_Stated task:_ Rewrite the rows below, changing "bokeh light spot" to "blurred light spot" and keeping everything else unchanged. Leave the pictures out of your answer.

_Dataset entries:_
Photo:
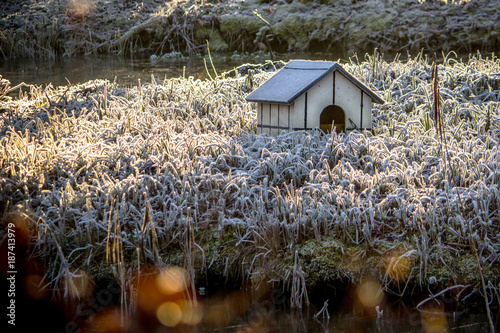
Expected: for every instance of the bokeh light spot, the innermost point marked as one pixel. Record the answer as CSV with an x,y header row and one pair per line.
x,y
169,314
172,280
398,268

_Written reply:_
Photo:
Expected: for every instance of the blurred light spot, the innermost point marked as one pixel. Record the answer as CSV with an x,y header row and one pair per line.
x,y
169,314
172,280
398,268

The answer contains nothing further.